--- Start Quoted text ---

Auteur: Phil Chambers Date: À: exim-users Sujet: Re: [exim] timing for large numbers of recipients
On Thu, 27 Jan 2005 09:39:32 +0000 (GMT) Philip Hazel <ph10@???> wrote:
> On Wed, 26 Jan 2005, Phil Chambers wrote:
>
> > I am concerned about handling 20,000 users in one go.
>
> So would I be!
>
> > I have set "batch_max = 1000" on the LMTP transport.
> >
> > Will the SMTP transport sending from the list server to the cyrus
> > server time out?
>
> Depends on how fast the cyrus server will accept such a message. You
> can, of course, adjust the timeout on the transport.
>
> > As I understand it, exim normally delivers "on the fly" when a message
> > is received by SMTP for local delivery (LMTP appears to be a local
> > transport). Does batch_max alter that so that the SMTP session closes
> > straight after the DATA phase or does the session wait until all
> > deliveries have completed?
>
> There is no difference at all between what you call "on the fly"

--- End Quoted text ---
--- Start Items ---

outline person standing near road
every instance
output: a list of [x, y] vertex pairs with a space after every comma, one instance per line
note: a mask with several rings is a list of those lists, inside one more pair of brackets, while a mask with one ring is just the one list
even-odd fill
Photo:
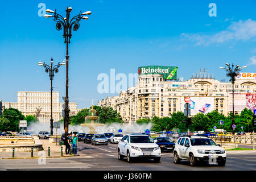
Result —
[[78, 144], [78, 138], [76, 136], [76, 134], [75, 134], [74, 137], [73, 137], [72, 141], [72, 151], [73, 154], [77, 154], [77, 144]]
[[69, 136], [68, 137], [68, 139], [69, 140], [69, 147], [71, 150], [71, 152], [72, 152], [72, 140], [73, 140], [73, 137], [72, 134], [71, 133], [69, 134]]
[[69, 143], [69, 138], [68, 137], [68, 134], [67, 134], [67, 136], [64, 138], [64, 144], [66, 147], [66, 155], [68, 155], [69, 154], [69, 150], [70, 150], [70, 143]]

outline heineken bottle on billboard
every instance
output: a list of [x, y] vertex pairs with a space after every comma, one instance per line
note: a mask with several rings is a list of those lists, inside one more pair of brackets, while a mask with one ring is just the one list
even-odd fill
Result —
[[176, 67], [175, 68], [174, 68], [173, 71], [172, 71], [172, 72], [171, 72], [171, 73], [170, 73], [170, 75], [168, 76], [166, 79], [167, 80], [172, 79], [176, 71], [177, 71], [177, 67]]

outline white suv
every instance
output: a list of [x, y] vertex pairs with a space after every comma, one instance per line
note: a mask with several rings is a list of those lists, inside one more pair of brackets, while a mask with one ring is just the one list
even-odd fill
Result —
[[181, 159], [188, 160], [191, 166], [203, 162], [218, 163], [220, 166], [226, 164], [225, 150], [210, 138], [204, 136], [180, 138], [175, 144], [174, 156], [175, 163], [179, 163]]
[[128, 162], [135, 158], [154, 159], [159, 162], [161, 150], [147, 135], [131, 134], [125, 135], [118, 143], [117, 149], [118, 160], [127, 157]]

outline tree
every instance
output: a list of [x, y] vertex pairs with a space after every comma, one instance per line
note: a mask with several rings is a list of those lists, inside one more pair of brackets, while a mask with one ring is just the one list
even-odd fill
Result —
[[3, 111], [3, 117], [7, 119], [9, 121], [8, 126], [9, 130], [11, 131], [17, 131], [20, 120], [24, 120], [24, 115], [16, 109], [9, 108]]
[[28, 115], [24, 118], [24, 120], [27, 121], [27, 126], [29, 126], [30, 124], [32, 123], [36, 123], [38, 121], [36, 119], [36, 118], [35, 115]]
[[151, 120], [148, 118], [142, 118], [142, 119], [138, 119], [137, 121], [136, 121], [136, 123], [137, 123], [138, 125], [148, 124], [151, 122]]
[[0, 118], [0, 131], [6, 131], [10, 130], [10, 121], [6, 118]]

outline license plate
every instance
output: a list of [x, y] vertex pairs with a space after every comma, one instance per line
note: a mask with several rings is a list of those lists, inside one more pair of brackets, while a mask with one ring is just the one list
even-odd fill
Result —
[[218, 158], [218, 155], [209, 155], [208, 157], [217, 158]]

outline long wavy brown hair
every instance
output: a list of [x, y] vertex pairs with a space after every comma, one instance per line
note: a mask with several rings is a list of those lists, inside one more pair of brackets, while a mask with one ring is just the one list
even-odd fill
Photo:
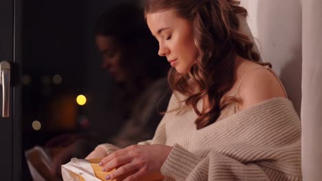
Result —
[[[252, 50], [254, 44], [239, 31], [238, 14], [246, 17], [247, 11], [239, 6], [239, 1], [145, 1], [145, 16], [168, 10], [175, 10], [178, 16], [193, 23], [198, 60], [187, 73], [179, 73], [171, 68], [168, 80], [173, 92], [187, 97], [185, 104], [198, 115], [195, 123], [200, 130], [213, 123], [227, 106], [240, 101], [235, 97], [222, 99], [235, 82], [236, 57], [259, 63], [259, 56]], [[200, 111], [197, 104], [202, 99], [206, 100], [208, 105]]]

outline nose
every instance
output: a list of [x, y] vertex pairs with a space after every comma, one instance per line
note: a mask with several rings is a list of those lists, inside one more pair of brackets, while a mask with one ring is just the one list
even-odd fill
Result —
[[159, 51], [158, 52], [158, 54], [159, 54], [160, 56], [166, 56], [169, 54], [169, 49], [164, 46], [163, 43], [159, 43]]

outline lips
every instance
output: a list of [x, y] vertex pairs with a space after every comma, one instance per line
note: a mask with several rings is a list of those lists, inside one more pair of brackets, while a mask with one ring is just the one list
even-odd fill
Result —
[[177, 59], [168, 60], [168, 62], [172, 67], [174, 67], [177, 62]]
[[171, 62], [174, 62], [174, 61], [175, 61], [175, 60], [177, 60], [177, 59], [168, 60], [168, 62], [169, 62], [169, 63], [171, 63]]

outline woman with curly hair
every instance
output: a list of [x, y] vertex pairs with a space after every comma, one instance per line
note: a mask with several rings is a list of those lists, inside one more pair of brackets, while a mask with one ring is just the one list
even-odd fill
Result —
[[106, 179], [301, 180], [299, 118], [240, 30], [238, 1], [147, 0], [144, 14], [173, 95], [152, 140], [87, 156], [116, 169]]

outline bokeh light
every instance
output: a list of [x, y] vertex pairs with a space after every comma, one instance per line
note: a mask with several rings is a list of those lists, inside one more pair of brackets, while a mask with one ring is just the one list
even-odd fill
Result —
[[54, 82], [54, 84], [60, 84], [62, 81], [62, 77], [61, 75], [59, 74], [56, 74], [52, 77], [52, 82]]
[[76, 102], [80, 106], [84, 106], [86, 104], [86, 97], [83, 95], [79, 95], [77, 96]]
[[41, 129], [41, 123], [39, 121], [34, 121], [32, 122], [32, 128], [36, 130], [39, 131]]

--- End Items ---
--- Start Items ---

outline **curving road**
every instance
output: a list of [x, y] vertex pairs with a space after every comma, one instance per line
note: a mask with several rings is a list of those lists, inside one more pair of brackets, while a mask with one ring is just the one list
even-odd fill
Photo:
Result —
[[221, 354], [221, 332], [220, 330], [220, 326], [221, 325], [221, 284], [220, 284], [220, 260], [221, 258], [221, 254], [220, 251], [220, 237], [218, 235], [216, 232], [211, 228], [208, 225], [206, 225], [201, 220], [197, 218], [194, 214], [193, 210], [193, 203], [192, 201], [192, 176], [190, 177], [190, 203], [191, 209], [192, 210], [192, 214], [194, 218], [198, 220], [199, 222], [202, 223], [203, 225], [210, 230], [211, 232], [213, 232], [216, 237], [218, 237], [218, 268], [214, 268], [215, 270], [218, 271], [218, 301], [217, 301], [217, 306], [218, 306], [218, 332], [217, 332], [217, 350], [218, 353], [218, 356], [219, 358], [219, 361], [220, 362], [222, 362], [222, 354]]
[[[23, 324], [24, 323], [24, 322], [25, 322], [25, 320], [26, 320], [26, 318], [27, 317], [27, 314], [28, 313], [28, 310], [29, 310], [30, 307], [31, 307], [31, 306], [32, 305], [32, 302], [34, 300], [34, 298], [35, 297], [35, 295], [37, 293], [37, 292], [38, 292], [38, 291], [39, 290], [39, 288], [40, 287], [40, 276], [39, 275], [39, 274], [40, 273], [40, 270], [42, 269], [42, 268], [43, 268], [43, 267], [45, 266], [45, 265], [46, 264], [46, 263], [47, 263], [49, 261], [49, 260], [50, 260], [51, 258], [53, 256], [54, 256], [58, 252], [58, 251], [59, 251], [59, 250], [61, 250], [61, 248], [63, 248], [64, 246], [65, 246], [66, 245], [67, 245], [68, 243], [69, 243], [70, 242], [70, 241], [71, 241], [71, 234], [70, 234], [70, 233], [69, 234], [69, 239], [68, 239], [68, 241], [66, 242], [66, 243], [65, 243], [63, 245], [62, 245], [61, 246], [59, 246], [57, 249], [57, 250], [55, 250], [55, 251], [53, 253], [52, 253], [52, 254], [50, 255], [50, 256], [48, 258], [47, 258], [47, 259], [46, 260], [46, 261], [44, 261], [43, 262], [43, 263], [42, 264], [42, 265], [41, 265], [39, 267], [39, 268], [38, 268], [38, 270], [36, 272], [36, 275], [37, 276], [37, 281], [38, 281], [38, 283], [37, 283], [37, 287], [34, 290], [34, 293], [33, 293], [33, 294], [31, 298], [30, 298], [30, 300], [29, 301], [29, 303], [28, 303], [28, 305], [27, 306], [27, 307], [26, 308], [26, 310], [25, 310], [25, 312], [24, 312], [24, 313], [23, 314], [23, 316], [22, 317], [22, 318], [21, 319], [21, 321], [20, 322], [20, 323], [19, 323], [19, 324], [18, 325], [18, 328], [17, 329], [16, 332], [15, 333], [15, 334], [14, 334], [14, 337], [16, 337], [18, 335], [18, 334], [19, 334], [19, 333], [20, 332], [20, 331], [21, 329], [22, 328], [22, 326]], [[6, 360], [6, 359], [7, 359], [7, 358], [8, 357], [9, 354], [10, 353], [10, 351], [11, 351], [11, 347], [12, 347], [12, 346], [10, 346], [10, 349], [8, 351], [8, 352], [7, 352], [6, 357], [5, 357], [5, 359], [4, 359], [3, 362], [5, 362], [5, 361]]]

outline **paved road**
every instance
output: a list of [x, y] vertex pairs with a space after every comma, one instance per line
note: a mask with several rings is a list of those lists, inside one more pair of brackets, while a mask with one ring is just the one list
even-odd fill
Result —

--- End Items ---
--- Start Items ---

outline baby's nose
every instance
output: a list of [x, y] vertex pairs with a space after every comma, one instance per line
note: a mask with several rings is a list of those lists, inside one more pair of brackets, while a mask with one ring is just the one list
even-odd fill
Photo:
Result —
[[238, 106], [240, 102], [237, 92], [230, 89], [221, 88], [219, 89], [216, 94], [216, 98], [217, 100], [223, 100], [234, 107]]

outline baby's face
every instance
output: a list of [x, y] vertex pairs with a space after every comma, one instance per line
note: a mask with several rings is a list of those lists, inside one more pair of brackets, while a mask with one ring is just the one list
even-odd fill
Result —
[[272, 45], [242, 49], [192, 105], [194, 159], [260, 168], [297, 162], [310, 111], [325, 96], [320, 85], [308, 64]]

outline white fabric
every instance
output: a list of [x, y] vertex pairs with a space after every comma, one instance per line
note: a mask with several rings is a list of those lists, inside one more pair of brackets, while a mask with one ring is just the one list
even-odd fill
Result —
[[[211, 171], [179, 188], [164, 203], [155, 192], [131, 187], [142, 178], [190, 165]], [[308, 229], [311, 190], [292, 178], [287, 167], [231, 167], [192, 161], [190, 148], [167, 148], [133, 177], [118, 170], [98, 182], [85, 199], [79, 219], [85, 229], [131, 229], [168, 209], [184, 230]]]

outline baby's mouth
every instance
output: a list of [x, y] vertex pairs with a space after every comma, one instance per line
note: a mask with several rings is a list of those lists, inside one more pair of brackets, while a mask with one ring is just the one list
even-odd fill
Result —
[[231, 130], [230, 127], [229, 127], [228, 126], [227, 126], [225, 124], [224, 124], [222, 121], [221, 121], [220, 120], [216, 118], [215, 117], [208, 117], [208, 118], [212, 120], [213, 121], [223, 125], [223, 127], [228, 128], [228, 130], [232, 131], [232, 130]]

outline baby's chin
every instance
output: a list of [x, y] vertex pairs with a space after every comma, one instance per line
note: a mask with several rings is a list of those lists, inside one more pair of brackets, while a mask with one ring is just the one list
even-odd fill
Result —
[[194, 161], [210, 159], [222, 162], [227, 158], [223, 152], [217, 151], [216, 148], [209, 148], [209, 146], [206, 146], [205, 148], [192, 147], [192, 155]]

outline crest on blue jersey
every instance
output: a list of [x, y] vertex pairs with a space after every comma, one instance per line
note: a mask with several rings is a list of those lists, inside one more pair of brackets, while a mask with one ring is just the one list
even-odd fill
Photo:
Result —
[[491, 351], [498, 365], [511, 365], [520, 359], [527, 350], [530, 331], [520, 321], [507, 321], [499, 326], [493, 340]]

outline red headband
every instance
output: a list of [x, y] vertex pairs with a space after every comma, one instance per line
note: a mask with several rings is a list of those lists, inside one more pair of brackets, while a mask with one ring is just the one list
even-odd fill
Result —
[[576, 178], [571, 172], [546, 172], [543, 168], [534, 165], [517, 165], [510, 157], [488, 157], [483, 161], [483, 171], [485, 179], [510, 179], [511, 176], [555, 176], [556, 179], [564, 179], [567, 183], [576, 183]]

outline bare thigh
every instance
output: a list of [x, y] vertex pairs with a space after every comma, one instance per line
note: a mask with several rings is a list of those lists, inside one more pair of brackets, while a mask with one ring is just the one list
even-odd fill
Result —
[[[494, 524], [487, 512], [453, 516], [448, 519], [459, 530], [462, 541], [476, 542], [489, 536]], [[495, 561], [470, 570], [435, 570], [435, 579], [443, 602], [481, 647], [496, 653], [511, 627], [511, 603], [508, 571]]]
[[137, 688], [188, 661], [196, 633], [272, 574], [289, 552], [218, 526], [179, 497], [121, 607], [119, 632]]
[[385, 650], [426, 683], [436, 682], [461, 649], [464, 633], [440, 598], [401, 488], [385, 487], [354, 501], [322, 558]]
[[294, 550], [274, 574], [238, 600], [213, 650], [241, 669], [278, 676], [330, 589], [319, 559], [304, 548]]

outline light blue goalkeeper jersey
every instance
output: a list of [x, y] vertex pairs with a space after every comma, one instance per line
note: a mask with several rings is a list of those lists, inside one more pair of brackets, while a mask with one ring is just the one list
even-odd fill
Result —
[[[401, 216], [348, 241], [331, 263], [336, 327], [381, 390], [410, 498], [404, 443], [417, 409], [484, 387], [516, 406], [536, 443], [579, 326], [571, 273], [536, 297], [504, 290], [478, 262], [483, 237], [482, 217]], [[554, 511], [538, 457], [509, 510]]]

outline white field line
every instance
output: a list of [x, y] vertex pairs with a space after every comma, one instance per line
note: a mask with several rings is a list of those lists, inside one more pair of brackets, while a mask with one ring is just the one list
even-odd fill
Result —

--- End Items ---

■ **Work instructions**:
a – In the email, what does the reply say determines whether the SMTP transport from the list server to the cyrus server will time out, and what option does it mention?
b – Transcribe the stretch of the email from "Auteur: Phil Chambers" through "users in one go.".

■ **Responses for each task**:
a – Whether it times out depends on how fast the cyrus server will accept such a message. The reply also notes that the timeout on the transport can be adjusted.

b –
Auteur: Phil Chambers Date: À: exim-users Sujet: Re: [exim] timing for large numbers of recipients
On Thu, 27 Jan 2005 09:39:32 +0000 (GMT) Philip Hazel <ph10@???> wrote:
> On Wed, 26 Jan 2005, Phil Chambers wrote:
>
> > I am concerned about handling 20,000 users in one go.